#### INPUT MATERIAL ####

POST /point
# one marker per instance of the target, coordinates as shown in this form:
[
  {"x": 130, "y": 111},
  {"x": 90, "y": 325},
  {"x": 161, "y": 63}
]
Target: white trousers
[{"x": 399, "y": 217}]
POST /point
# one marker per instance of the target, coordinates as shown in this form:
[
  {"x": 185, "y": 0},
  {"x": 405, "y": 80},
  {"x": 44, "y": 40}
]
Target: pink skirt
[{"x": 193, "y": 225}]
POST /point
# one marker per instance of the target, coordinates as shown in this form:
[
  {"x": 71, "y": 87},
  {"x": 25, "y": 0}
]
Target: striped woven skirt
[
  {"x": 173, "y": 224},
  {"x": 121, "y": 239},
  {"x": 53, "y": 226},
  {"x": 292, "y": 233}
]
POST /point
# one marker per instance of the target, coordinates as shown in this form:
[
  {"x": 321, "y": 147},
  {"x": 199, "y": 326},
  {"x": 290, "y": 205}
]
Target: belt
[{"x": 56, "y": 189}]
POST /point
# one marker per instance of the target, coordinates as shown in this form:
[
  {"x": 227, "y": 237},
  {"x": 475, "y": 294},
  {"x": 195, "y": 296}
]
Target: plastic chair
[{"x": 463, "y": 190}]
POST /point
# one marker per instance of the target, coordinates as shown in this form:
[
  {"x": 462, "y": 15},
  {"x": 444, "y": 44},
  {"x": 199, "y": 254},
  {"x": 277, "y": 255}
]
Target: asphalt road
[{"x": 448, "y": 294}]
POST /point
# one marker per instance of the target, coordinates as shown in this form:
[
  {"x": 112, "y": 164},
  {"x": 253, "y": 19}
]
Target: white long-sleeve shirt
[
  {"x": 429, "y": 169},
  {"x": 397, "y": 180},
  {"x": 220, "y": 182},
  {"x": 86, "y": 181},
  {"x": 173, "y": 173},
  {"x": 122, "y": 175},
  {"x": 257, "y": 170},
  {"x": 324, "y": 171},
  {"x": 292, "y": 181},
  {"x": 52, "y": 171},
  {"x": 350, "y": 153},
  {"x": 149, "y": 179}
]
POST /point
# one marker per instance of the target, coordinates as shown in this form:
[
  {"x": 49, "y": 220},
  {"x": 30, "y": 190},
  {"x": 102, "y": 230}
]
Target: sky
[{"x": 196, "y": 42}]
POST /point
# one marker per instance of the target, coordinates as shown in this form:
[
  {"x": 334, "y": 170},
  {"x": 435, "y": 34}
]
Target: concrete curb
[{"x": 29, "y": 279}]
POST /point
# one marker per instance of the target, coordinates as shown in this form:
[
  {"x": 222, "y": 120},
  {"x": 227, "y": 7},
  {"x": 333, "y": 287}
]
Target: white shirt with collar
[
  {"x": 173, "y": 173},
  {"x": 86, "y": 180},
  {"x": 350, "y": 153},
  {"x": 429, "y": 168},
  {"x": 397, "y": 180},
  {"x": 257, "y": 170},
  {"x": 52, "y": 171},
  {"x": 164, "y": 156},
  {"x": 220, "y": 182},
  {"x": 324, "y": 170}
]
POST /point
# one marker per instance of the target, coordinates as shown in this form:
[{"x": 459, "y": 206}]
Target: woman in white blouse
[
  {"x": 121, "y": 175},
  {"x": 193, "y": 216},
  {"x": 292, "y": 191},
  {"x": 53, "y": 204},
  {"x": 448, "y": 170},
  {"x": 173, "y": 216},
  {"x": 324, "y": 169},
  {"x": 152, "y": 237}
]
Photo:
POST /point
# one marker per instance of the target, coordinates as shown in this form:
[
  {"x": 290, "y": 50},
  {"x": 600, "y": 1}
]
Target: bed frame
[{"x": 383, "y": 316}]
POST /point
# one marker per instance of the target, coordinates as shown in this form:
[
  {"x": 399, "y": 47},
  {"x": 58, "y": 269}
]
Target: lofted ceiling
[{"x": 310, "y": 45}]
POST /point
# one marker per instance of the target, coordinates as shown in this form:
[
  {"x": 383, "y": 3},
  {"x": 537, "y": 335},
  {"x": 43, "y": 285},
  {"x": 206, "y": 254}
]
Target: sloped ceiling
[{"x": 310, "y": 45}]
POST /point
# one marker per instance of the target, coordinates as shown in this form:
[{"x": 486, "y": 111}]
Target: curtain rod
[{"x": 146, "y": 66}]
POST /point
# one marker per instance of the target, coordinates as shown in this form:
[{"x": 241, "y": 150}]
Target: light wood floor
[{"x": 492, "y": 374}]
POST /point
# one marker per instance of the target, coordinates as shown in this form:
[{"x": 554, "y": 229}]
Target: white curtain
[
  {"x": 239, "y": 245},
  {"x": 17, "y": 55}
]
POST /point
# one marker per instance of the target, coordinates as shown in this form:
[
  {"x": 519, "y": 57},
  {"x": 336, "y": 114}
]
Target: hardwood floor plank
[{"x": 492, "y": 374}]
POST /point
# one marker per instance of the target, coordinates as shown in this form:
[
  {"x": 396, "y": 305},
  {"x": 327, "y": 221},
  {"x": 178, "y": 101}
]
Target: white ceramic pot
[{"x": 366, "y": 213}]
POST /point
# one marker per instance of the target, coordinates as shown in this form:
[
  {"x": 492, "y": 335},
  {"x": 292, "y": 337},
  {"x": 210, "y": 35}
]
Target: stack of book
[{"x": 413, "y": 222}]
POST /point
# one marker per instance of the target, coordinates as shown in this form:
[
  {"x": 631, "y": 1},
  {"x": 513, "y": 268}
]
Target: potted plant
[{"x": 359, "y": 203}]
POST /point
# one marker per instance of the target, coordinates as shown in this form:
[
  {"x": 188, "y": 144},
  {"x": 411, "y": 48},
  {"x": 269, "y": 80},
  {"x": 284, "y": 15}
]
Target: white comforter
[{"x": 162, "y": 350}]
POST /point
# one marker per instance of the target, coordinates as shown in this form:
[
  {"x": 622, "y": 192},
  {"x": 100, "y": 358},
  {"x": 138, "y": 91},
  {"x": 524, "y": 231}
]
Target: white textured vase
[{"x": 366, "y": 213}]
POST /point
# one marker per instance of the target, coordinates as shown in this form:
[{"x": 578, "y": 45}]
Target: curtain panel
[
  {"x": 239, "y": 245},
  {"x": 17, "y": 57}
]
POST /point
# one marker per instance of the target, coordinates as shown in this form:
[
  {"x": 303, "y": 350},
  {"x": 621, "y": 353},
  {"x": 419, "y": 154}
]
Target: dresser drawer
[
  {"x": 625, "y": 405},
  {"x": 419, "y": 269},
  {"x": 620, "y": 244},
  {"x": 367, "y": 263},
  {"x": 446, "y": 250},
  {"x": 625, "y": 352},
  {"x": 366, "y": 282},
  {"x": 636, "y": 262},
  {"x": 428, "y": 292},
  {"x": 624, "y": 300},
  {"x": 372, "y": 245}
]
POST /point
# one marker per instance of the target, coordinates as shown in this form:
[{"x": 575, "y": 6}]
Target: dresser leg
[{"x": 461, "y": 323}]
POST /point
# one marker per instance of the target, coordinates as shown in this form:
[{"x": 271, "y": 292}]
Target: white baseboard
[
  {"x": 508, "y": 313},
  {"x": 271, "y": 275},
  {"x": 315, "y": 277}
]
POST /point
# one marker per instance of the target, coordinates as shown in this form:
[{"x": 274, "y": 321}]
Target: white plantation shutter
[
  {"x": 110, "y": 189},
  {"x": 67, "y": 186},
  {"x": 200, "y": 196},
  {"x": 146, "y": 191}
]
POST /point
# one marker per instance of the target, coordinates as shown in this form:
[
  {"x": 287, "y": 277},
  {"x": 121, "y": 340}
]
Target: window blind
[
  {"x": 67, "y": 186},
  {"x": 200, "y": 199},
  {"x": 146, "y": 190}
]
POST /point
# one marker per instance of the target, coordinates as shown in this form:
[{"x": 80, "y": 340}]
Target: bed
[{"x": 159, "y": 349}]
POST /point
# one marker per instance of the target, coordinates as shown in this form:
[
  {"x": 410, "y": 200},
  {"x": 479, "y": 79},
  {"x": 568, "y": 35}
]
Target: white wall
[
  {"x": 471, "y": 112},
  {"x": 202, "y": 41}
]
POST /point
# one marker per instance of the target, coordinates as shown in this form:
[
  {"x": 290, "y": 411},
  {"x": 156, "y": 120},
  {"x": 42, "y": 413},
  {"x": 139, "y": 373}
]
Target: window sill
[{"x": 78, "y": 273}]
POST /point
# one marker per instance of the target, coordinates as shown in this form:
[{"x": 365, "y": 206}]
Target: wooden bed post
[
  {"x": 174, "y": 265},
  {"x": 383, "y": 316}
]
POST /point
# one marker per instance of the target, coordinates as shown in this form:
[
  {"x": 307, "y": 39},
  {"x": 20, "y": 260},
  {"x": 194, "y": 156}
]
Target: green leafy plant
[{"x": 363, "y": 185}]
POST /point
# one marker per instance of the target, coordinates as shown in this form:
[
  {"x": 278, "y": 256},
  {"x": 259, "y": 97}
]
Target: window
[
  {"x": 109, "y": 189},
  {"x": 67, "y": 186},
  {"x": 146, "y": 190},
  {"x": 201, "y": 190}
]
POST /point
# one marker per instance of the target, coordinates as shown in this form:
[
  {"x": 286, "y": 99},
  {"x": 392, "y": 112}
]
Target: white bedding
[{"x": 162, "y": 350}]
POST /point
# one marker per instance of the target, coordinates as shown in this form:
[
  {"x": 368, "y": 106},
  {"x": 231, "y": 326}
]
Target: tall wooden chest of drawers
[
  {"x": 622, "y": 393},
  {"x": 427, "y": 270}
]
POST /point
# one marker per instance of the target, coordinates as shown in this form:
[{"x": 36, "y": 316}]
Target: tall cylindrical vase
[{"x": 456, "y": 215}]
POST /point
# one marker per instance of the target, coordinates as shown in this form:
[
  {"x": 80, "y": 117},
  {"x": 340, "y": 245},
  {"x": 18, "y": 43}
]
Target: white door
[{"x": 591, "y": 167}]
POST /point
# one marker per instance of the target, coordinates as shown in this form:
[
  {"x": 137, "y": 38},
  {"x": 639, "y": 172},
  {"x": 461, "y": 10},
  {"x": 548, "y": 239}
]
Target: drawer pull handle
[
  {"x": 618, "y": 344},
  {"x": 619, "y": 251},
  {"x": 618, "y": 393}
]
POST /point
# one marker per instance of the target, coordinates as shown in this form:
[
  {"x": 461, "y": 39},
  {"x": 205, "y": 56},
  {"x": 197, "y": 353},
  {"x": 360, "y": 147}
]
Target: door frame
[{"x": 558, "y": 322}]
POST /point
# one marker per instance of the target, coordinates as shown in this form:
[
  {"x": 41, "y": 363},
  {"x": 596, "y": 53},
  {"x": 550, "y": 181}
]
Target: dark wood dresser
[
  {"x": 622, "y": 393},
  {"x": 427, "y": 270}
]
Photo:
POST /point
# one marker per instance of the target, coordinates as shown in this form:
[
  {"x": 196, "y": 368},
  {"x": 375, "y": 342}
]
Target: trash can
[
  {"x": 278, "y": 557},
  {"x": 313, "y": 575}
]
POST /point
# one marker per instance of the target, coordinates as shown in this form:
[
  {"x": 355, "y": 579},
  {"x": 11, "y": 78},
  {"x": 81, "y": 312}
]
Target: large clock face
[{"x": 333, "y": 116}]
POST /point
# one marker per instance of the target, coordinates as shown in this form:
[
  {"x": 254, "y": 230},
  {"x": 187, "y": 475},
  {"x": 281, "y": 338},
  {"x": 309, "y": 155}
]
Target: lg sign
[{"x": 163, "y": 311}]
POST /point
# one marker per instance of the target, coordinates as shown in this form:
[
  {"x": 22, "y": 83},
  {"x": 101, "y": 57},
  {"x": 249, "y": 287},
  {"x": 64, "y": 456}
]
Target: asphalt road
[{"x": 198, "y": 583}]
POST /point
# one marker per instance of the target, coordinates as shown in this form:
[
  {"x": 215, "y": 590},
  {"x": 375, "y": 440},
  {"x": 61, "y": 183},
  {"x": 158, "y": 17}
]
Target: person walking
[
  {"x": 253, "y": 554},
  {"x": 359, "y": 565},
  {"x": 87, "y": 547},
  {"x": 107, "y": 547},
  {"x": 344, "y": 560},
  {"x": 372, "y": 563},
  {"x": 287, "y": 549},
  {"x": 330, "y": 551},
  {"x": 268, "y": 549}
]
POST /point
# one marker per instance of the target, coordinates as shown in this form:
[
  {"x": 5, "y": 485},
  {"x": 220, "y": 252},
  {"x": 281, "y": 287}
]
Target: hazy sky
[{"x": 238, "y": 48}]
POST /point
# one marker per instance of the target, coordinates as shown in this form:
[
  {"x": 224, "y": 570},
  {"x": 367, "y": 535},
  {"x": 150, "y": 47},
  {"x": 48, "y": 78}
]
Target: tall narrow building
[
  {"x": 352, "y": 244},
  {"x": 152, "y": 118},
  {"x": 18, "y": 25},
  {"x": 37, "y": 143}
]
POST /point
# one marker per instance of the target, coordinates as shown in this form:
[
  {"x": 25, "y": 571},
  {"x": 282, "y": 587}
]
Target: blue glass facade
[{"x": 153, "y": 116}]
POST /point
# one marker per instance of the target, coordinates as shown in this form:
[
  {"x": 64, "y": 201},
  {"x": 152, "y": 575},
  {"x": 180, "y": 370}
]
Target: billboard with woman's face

####

- SET PROBLEM
Extract each line of the records that contains the string "dresser". Matching is case-sensitive.

- FINISHED EXERCISE
Target: dresser drawer
Target: dresser leg
Target: dark wood dresser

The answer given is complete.